Instructions to follow - Repeat everything in the passage on Mosul below, from "It was at that" down to "against the West.", word for word.

But the end of the Islamic State’s hold on Mosul does not mean peace is at hand. Other cities and towns in Iraq remain under the militants’ control, and Iraqis expect an increase in terrorist attacks in urban centers, especially in the capital, Baghdad, as the group reverts to its insurgent roots.
“It’s going to continue to be hard every day,” said Col. Pat Work, the commanding officer of the Second Brigade, 82nd Airborne Division, which is carrying out the American advisory effort here.
“Iraqi security forces need to be on the top of their game, and we need to be over their shoulder helping them as they move through this transition to consolidate gains and really sink their hold in on the west side,” Colonel Work said as he rolled through the streets of western Mosul recently in an armored vehicle. “ISIS will challenge this.”
The victory could have been sweeter as the Iraqis were denied the symbolism of hanging the national flag from the Grand al-Nuri Mosque and its distinctive leaning minaret, which was wiped from the skyline in recent weeks as a final act of barbarity by Islamic State militants who packed it with explosives and brought it down as government troops approached.
It was at that mosque in June 2014 where Abu Bakr al-Baghdadi strode to the top of a pulpit and declared himself the leader of a caliphate straddling the borders of Iraq and Syria, a vast territory where for three years Islamist extremists have governed with a strict form of Islamic law, held women as sex slaves, carried out public beheadings and plotted terrorist attacks against the West.

Data section -

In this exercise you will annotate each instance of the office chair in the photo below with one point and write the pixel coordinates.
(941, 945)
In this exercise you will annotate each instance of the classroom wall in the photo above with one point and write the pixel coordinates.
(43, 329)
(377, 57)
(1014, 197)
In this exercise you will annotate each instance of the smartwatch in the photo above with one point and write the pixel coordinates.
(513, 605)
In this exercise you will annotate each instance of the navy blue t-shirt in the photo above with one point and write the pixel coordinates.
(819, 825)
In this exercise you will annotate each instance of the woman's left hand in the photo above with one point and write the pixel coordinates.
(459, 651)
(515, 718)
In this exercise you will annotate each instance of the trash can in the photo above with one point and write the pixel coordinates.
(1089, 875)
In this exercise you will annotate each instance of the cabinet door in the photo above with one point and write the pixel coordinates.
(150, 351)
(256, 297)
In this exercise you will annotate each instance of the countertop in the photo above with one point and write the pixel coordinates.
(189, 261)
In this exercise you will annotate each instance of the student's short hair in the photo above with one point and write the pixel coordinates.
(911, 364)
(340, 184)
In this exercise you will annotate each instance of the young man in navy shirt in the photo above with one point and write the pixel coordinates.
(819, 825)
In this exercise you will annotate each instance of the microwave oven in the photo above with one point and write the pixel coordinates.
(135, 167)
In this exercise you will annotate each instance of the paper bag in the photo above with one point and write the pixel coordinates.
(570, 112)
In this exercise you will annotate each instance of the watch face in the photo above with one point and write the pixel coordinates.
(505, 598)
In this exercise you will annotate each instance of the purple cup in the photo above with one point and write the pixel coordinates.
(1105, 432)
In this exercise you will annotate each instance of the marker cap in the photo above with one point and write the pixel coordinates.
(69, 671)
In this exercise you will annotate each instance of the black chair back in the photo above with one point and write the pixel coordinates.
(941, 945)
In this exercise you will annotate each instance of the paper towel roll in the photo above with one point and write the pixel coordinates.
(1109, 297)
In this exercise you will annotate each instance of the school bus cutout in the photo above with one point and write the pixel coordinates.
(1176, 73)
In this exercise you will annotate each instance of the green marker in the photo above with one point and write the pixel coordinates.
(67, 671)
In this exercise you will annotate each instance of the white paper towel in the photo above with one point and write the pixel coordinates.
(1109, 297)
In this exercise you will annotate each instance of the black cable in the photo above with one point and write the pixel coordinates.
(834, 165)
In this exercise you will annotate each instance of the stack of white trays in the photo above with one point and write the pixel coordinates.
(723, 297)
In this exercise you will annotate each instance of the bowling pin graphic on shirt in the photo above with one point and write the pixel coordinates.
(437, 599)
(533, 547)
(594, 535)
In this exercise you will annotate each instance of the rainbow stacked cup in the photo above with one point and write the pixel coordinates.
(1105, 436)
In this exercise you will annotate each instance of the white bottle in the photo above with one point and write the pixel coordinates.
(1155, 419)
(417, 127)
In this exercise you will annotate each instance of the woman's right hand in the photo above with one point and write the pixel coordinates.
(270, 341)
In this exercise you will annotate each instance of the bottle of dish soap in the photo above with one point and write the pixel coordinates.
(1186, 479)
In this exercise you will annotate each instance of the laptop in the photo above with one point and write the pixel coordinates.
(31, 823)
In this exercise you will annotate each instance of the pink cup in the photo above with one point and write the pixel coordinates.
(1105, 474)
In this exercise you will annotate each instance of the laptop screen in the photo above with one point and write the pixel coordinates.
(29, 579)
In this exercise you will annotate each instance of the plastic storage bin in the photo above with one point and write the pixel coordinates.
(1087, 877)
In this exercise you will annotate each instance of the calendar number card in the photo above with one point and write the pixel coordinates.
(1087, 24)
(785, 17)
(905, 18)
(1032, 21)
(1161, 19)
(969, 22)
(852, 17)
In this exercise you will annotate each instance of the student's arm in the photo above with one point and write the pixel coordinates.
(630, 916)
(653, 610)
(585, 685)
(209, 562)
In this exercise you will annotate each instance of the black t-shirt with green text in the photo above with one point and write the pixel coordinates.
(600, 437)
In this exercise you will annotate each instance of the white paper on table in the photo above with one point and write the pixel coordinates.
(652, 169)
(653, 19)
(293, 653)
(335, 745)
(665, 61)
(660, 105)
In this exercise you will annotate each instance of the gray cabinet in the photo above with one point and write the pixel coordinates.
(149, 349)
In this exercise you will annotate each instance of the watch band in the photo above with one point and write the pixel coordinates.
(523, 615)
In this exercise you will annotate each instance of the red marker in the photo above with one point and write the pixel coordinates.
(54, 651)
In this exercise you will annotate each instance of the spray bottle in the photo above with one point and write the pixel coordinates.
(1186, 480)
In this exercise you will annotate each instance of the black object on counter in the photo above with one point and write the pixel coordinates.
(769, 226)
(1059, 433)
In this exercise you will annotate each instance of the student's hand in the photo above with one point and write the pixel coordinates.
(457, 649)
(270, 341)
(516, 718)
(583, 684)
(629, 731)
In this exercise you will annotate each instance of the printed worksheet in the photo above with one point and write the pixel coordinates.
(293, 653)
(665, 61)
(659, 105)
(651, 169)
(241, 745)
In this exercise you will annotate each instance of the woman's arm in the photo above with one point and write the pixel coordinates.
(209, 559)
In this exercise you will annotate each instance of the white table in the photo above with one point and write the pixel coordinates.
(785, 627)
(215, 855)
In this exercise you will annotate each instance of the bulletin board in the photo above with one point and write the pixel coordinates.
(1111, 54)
---
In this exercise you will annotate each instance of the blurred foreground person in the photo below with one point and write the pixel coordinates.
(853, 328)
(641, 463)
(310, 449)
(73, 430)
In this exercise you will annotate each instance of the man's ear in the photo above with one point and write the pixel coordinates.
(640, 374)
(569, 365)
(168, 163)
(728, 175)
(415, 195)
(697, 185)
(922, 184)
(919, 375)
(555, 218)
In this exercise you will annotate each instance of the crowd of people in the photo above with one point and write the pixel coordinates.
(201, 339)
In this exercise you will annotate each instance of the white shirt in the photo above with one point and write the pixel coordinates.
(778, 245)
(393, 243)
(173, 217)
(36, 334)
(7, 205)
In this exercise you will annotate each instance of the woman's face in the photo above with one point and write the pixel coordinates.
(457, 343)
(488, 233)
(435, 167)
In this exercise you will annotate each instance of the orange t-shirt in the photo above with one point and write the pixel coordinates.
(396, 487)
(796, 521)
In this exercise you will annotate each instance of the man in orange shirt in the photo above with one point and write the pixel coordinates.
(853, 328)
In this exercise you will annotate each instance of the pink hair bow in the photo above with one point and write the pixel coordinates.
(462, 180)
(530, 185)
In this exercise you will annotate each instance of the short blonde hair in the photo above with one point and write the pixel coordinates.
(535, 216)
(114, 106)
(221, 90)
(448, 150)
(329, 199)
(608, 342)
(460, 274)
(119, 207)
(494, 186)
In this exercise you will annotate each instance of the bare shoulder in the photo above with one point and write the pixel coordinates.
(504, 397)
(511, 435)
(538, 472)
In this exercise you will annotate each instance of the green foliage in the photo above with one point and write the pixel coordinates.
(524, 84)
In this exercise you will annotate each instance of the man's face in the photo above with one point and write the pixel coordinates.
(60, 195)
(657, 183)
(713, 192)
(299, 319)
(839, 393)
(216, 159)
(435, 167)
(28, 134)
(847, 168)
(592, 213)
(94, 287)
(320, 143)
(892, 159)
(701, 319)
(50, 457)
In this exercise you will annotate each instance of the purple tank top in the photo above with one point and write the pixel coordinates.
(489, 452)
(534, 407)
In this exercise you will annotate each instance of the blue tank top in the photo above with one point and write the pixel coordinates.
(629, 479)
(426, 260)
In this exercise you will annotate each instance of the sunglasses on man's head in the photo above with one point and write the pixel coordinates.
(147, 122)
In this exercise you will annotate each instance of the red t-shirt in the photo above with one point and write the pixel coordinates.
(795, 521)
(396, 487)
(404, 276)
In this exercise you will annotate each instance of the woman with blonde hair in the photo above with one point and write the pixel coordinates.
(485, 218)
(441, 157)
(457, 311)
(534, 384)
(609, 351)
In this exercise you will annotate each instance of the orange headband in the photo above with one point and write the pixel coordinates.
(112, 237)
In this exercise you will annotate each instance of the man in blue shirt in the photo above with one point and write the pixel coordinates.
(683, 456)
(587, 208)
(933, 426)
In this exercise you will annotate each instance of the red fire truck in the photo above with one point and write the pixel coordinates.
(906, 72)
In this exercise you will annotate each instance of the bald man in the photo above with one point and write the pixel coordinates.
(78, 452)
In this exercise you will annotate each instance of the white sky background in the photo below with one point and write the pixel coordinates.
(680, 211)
---
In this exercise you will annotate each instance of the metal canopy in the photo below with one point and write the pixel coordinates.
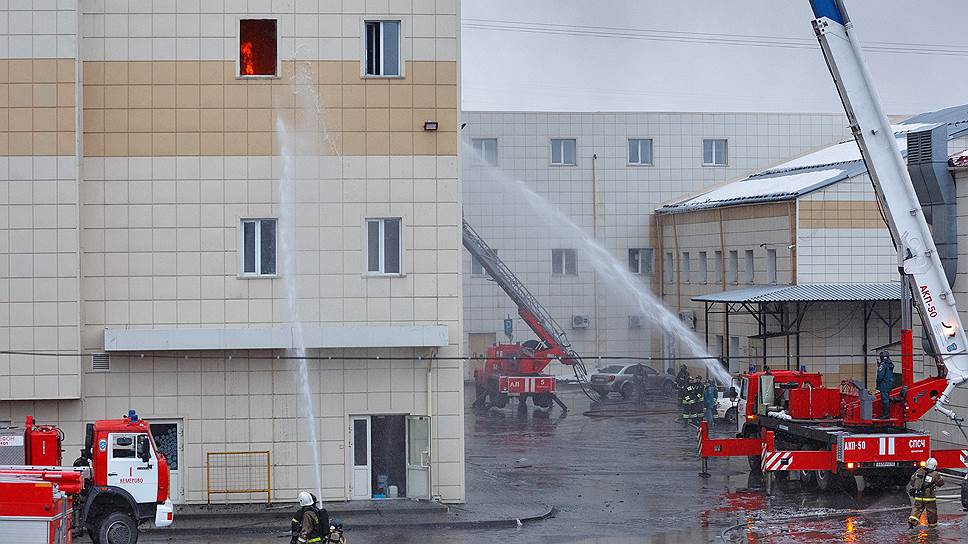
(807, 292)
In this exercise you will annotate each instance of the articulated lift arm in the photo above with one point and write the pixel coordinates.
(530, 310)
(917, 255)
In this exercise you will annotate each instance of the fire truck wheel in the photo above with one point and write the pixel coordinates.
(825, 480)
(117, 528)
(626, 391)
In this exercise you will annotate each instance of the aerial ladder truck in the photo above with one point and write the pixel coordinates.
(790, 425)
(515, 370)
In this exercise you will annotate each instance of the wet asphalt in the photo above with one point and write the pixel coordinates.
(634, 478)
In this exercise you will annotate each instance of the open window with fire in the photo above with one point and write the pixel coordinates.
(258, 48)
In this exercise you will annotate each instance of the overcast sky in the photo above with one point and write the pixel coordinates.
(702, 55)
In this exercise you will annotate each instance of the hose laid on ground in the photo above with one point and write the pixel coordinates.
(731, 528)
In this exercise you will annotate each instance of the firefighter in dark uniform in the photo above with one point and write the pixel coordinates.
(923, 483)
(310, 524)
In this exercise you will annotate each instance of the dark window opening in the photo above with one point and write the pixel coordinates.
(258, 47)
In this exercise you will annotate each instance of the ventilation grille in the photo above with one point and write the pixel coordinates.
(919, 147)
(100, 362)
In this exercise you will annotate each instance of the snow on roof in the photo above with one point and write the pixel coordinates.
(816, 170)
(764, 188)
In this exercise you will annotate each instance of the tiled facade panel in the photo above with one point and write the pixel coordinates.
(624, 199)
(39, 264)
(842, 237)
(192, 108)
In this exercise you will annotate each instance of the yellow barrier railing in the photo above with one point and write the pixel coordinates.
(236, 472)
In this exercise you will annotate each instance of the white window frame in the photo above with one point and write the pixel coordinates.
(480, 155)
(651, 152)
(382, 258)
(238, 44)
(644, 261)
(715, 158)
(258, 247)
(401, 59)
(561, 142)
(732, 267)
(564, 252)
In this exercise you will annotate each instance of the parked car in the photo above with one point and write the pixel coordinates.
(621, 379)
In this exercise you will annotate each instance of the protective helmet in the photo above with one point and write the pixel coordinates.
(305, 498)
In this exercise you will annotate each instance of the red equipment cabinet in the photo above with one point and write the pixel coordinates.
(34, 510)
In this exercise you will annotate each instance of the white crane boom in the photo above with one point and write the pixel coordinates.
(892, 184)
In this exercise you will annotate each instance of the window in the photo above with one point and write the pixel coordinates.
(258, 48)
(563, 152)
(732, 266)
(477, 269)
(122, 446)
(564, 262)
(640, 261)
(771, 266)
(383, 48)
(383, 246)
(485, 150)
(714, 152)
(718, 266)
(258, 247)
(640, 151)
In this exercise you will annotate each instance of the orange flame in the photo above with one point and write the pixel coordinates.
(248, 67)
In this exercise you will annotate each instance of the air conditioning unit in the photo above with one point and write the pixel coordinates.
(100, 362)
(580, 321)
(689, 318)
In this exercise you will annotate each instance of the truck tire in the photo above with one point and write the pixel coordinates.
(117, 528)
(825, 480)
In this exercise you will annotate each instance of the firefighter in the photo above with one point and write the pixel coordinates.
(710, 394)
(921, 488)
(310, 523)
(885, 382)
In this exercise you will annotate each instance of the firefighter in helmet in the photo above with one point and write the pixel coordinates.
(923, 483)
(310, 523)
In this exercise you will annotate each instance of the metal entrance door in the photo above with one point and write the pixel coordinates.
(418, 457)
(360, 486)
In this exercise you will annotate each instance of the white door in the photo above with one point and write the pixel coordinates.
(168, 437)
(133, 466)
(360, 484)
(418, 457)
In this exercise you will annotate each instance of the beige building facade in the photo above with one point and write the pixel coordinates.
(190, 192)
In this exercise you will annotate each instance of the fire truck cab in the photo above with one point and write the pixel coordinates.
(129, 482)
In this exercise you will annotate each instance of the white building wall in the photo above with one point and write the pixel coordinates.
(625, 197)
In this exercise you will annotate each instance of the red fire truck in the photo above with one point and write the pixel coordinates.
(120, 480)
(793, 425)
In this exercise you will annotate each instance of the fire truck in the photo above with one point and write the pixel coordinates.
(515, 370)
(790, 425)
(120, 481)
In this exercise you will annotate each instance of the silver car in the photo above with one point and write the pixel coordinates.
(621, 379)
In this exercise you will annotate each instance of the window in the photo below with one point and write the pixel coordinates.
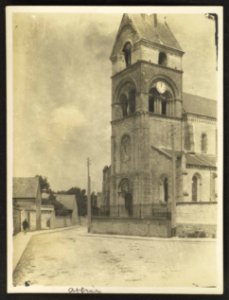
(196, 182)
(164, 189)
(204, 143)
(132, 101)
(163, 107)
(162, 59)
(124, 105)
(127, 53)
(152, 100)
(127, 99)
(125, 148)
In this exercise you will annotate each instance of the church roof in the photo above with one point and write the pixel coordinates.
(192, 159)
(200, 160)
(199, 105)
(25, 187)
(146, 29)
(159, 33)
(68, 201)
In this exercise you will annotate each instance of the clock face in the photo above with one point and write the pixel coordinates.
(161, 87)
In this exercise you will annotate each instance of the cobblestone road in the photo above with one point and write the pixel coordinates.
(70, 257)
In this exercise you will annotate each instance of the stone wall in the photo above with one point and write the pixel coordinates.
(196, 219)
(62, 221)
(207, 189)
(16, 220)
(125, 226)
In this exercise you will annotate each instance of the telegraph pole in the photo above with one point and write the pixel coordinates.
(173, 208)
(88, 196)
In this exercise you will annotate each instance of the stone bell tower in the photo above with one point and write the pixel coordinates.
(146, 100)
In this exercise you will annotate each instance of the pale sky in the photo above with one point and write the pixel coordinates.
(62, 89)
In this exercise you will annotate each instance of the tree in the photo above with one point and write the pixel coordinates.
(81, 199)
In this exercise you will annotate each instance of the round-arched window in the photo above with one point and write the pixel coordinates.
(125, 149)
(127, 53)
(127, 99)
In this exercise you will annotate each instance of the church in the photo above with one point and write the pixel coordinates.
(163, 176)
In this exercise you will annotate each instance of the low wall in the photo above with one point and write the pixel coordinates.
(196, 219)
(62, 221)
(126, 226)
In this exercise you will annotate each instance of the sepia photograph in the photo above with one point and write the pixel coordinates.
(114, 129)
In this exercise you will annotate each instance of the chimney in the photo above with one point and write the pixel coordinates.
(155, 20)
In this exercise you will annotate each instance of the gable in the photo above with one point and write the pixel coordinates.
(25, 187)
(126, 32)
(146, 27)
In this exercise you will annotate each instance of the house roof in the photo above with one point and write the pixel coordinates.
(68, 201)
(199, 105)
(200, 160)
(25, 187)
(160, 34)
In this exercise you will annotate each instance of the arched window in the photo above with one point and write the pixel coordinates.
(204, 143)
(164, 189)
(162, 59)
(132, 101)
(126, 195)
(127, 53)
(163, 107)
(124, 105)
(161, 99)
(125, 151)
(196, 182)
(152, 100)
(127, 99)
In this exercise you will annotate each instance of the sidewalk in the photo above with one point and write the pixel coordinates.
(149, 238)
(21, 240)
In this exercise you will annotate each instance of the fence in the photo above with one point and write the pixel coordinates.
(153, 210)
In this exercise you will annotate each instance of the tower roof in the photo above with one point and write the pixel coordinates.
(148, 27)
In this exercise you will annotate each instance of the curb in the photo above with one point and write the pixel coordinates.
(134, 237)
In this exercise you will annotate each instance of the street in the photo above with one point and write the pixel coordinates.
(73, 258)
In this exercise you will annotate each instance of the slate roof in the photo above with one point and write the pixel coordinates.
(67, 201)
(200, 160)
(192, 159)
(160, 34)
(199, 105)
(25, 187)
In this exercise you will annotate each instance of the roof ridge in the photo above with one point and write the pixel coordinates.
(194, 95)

Task solution -
It was at that mosque in June 2014 where Abu Bakr al-Baghdadi strode to the top of a pulpit and declared himself the leader of a caliphate straddling the borders of Iraq and Syria, a vast territory where for three years Islamist extremists have governed with a strict form of Islamic law, held women as sex slaves, carried out public beheadings and plotted terrorist attacks against the West.